## WRITTEN INSTRUCTION 1
Can you update the records starting at the line that contains "the tree in" and ending at the line that contains "[[8, 0, 28, 13], [42, 1, 59, 20]]", replacing "tree" with "pine tree" and returning only those lines with nothing else changed?

─── EXCERPT TO READ ───

In Osaka, on November 17, when the Secretary paid his visit there, the Secretary agreed with the Japanese leadership and the Republic of Korea Foreign Minister that they should hold a senior-level trilateral meeting to coordinate the policies towards North Korea. This is the first of these meetings. The purpose of the meeting is to discuss and coordinate policies to encourage increased North Korean opening and dialogue with the outside world and to improve inter-Korean relations.

So I want to thank you, George, for prompting that very good response from the Department of State to Jim's question.

Q Can you tell us whether the United States has made clear to India that the Glenn Amendment could follow them if they blow up another bomb?

MR. BURNS: Ron, you referring to the question I had yesterday about the Prithvi missile or are you referring to --

Q I'm referring to nuclear testing.

MR. BURNS: Let me try to deal with two subjects here. I was asked yesterday -- and I'll answer your question, Ron -- I was asked yesterday about a report that the Indian Government has decided to deploy the Prithvi missile. I did not have much to say on that yesterday, but let me tell you today that we have made our concerns about missile proliferation in South Asia well known, in both India and Pakistan.

The United States believes that the deployment or the acquisition of ballistic missile delivery systems by India or Pakistan would be destabilizing. We think it would undermine the security of both countries and of the region as a whole.

─── SUPPLIED DATA ───

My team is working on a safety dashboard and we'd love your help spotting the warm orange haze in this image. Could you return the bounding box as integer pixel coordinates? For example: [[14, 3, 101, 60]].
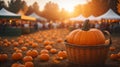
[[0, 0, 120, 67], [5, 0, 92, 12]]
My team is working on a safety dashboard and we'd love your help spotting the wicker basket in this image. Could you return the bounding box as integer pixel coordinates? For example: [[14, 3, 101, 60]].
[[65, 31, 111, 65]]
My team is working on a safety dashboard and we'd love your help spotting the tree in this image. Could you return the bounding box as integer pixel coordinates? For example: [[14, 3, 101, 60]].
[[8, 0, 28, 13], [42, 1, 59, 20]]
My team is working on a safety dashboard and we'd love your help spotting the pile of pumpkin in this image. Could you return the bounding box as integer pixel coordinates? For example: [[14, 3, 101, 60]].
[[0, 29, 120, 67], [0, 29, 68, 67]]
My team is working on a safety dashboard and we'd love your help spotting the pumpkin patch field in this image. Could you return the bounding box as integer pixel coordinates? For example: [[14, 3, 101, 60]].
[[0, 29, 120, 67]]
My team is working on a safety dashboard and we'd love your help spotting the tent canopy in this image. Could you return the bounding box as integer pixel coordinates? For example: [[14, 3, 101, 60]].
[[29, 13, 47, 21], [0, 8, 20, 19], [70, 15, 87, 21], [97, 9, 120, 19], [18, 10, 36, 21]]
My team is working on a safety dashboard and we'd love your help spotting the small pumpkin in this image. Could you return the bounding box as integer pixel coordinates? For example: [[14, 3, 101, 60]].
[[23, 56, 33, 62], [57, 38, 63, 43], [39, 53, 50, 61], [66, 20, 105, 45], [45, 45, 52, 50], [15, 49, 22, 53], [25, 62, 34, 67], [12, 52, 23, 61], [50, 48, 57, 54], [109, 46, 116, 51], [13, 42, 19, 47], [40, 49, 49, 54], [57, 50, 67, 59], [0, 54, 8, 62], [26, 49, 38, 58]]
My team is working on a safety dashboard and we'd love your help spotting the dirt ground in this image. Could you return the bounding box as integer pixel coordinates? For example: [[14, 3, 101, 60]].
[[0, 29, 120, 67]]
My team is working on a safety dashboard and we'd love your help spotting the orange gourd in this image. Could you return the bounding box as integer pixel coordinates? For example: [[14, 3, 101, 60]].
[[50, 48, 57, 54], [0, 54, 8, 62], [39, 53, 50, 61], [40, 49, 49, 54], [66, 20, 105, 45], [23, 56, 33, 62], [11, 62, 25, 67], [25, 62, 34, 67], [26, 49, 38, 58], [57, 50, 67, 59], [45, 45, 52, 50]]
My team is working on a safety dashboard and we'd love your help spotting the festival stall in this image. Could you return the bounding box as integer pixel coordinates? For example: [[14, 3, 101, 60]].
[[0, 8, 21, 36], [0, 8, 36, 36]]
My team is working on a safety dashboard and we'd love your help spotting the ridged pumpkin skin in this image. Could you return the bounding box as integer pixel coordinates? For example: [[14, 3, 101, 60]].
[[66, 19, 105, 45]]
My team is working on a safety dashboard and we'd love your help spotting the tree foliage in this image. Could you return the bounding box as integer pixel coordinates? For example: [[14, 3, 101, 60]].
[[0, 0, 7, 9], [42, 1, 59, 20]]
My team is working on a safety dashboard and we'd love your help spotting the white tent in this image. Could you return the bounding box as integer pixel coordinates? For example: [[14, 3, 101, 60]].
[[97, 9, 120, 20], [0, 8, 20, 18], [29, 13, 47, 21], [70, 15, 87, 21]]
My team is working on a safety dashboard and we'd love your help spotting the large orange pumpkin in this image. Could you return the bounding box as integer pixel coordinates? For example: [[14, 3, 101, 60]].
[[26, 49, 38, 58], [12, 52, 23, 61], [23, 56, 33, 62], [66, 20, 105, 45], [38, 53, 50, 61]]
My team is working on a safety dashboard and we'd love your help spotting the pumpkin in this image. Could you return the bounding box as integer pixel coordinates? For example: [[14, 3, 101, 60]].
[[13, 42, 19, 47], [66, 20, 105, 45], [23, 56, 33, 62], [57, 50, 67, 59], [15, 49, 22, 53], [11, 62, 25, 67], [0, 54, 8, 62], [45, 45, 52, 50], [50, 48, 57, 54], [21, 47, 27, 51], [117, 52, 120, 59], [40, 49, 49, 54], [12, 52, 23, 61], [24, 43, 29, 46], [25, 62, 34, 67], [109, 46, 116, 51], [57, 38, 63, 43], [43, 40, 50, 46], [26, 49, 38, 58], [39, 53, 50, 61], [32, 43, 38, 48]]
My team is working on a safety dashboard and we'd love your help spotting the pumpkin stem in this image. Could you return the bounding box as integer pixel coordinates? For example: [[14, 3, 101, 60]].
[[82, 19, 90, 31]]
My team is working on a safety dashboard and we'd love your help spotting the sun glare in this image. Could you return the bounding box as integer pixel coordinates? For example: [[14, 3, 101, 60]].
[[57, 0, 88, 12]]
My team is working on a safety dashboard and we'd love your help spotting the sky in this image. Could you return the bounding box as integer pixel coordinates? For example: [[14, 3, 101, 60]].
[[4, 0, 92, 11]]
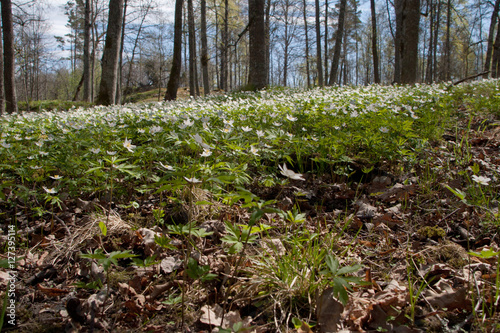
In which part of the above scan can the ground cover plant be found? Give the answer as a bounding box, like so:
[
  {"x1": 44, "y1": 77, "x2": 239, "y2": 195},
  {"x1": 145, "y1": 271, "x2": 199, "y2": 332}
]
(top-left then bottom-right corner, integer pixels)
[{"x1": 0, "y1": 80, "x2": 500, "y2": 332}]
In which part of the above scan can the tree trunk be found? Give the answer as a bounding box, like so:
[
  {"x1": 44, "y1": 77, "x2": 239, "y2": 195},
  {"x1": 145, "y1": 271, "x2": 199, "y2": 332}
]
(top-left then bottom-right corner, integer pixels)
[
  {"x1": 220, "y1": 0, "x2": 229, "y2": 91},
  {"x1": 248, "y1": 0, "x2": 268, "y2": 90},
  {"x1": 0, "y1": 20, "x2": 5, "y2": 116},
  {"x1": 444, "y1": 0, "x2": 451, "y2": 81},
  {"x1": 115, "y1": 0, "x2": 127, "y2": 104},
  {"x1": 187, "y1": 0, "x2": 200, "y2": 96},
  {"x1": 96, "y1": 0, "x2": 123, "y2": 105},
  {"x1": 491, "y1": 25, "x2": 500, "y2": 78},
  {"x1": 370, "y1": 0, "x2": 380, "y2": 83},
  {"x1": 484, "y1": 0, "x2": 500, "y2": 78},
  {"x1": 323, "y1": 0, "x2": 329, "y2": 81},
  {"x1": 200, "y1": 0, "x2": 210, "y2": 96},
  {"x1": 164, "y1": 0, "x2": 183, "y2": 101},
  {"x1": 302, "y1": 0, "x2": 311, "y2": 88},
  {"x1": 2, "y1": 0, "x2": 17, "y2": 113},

───

## WRITTEN INSTRUCTION 2
Which first names of people appear in the briefing excerpt?

## FULL SOLUTION 1
My team is working on a safety dashboard and we'd love your help spotting the pine tree in this image. Could you return the bounding box as integer pixel coordinates? For example: [[14, 3, 101, 60]].
[[8, 0, 28, 13], [42, 1, 59, 20]]

## FULL SOLUTION 2
George, Jim, Ron